# Goal A
Return, unchanged, the records from the line containing "the crowd of people" up to and including the final line of the records.

# Passage shown
***

Stuck in the Stagnant Seventies

(May 1979)


From Militant, No. 456, 18 May 1979, p. 10.
Transcribed by Iain Dalton.
Marked up by Einde O’Callaghan for the Encyclopaedia of Trotskyism On-Line (ETOL).



The Bank of England has just published [Quarterly Bulletin, March 1979] a most revealing table [1] showing how the recent performance of the major capitalist countries compared with the golden years of the ’Sixties and early ’Seventies.

For all the major economies, 1973/78 shows a dramatic fall from the growth-rate of 1960/73.

If manufacturing production had continued to grow in Japan at the same rate as it did during 1960–73 it would now be 70% higher than it is; in the European countries (including the UK) the shortfall was 20–25%, in North America 12–15%.

Productivity growth, the basic indicator of the extent to which capitalism is developing the productive system, slowed to about one half or less of the earlier rate.

This reflects the low rate of investment in new machinery, the inefficiencies involved in low levels of capacity utilisation (estimated by OECD Economic Outlook, December 1978, as varying from 73% (Italy) to 83% (Japan) of the 1973 levels), and the difficulties the capitalists have in rationalising production through plant closures.

Unemployment in the OECD countries has stuck around 5½% – only Japan (2½%) and Germany (3¾%) are below 5%, but in those countries the real extent of the problem is concealed behind underemployment in small scale industry in Japan and repatriation of immigrant workers in Germany.

After the boom of the early seventies the capitalist world achieved no growth at all in 1974 and 1975. A slight upswing followed in 1976 when growth was about 5%, since when there have been two years of semi-stagnation, slow growth of world trade, substantial inflation and a high level of unemployment.

***

[Dataset rows on where objects appear]
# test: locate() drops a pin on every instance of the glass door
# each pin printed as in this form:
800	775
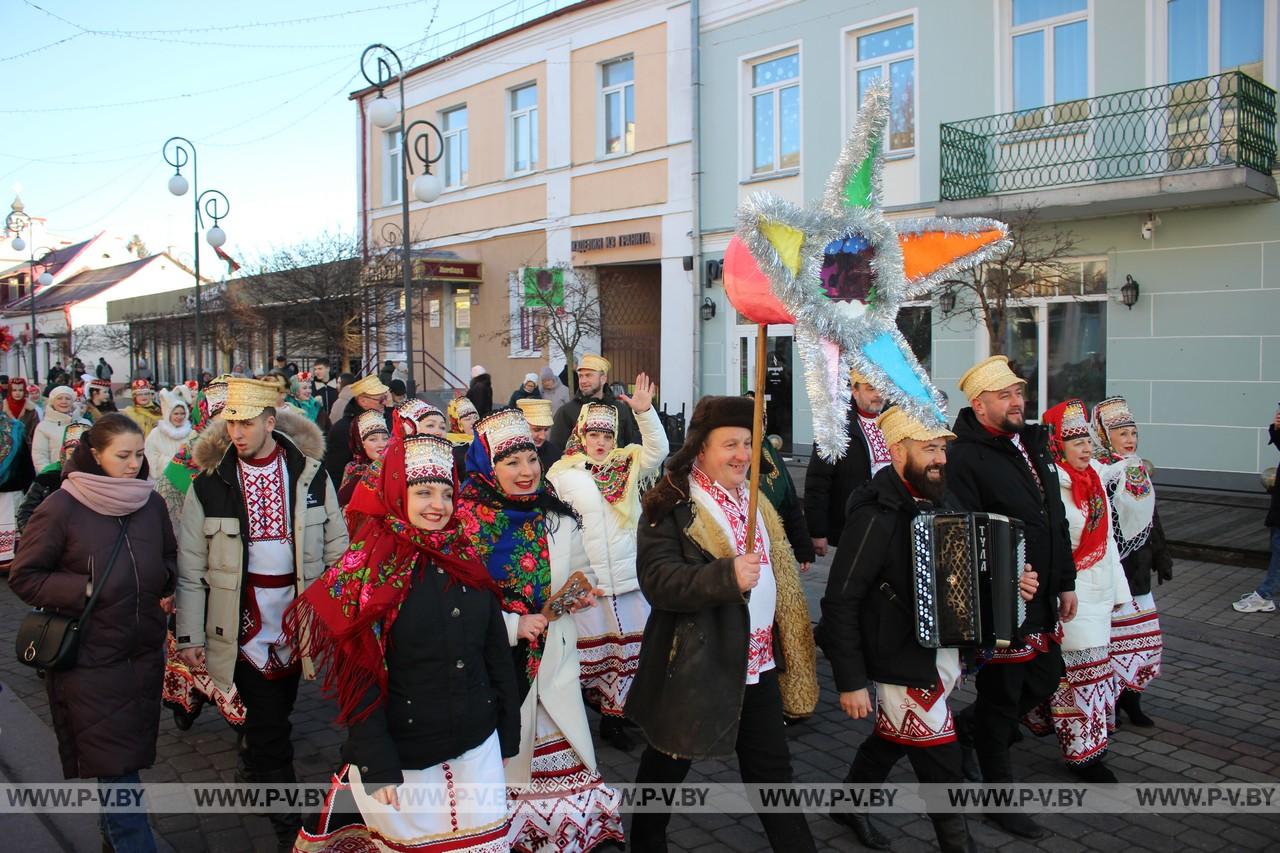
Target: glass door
780	369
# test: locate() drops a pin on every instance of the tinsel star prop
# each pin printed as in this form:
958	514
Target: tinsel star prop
840	270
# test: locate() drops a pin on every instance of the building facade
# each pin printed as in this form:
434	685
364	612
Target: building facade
567	149
1146	129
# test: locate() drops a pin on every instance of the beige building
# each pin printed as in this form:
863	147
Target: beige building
566	145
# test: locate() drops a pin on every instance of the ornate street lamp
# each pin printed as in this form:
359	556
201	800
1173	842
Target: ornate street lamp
426	186
177	153
16	223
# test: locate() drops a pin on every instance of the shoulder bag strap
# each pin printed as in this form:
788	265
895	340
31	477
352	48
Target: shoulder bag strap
101	582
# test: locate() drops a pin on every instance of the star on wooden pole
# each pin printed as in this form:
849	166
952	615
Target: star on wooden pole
840	270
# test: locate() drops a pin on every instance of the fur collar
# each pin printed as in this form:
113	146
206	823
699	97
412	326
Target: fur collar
211	445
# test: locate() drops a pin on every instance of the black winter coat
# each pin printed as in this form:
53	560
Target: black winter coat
451	683
106	708
828	486
987	474
867	634
1274	512
566	418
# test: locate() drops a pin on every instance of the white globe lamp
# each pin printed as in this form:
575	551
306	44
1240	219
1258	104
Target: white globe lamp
426	187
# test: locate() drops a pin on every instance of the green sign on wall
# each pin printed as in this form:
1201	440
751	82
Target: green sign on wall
544	287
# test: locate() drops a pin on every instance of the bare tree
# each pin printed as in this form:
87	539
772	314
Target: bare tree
556	306
311	291
1037	263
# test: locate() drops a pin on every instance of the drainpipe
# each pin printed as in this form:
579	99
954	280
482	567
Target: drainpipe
695	208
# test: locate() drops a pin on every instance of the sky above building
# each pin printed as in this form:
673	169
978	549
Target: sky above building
94	90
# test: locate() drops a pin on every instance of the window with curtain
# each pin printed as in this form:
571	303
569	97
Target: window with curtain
522	128
888	53
1050	51
618	106
773	101
453	129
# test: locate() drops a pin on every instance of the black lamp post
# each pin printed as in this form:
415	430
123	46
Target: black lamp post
16	223
177	153
426	186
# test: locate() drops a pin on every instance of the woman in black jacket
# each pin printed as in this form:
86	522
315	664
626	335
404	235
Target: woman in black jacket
106	707
416	653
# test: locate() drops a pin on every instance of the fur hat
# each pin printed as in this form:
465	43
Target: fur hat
711	413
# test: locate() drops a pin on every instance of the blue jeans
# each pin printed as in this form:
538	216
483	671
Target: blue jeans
126	831
1271	583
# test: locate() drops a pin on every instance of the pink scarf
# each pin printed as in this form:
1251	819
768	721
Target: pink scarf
112	496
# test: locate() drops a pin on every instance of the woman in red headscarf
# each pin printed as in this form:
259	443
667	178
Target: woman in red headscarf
414	648
1083	708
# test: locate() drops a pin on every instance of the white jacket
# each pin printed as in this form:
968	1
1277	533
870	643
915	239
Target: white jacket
611	548
1100	587
46	445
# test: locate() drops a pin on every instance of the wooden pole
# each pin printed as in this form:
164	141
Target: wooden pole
762	340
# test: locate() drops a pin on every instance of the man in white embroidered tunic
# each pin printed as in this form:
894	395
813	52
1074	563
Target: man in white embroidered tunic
256	529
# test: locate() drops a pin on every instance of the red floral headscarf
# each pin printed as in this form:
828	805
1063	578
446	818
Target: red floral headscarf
1065	422
343	620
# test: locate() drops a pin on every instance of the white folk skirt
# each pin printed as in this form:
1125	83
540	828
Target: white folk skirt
565	806
608	648
475	820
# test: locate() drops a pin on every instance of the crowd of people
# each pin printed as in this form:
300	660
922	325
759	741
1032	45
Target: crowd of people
467	583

***

# Goal B
In the article on the stagnant seventies, turn the paragraph beginning "Unemployment in the OECD countries" into a short bulleted list that keeps its main facts.

# Expected answer A
# test: locate() drops a pin on every instance of the crowd of people
# each pin printed as in this form:
300	660
922	325
759	741
1032	45
Target: crowd of people
467	583

# Expected answer B
- Unemployment in the OECD countries has stuck around 5½%.
- Only Japan (2½%) and Germany (3¾%) are below 5%.
- In Japan, underemployment in small-scale industry conceals the real extent of the problem.
- In Germany, the repatriation of immigrant workers conceals it.